→ STATED PROBLEM:
Select every line in the material below that contains the word "white" and copy those lines out.

[Point placement records]
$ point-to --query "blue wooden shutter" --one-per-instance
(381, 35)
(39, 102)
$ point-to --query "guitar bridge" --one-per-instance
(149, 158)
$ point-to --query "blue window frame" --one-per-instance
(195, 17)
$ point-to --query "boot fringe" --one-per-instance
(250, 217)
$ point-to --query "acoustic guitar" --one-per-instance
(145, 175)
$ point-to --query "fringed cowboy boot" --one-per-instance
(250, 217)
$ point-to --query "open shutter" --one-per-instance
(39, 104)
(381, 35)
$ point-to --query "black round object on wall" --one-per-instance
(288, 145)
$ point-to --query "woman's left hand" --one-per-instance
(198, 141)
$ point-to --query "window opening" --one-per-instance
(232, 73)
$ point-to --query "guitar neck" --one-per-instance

* * *

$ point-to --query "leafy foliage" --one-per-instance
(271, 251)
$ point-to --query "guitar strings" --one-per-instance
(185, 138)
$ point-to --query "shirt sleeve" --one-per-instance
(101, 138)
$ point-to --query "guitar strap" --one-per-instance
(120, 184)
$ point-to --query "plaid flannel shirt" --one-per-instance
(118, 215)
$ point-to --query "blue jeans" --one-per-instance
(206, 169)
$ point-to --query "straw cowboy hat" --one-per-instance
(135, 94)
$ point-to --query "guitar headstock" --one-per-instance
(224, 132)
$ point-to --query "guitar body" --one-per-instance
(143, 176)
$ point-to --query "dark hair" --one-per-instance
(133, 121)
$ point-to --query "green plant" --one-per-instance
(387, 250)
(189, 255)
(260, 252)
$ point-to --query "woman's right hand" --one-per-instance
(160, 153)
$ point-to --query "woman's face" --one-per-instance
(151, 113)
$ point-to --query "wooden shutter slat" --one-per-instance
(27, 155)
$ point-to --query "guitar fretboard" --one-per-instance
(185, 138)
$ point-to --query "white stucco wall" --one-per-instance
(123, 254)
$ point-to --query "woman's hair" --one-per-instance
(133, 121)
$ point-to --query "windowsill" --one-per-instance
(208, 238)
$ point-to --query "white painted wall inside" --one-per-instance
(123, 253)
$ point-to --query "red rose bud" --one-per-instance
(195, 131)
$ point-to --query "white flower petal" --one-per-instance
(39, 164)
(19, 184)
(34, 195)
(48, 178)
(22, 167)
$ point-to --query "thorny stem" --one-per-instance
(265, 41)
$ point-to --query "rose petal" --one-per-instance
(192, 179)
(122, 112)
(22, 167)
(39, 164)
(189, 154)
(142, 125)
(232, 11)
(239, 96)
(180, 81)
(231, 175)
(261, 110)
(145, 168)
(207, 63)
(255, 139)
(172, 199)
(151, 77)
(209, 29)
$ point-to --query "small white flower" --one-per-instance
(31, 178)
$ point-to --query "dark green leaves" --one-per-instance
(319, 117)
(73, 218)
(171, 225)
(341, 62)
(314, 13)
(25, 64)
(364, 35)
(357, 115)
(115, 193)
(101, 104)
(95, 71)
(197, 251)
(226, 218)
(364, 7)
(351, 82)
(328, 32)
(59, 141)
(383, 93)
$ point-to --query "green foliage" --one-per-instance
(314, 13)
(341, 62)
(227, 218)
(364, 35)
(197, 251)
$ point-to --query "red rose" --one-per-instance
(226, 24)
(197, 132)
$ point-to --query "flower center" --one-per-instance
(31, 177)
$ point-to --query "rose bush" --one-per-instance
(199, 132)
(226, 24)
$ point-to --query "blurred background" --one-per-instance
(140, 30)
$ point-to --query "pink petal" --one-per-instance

→ OUTPUT OF THE TASK:
$ point-to --query "white stucco wall" --one-per-instance
$ point-to --query "white painted wall inside" --one-per-instance
$ point-to --query "white flower petal" --one-per-instance
$ point-to --query "small white flower" --one-per-instance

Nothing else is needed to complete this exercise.